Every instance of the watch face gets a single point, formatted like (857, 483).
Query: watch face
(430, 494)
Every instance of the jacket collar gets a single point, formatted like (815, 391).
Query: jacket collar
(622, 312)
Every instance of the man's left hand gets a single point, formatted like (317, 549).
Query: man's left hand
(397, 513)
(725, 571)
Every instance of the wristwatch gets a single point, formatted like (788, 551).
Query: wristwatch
***
What is needed ▸
Please copy out the items from the line containing "Every instance of the man's" through the end of the items, inclusive, renaming "wristwatch" to "timepiece" and leaving everything else unchanged.

Solved problem ▸
Every instance of the man's left hand gets a single point, formatted like (317, 549).
Query: man's left hand
(397, 513)
(725, 571)
Every instance of the timepiece gets a single point, formatted like (788, 551).
Query: timepiece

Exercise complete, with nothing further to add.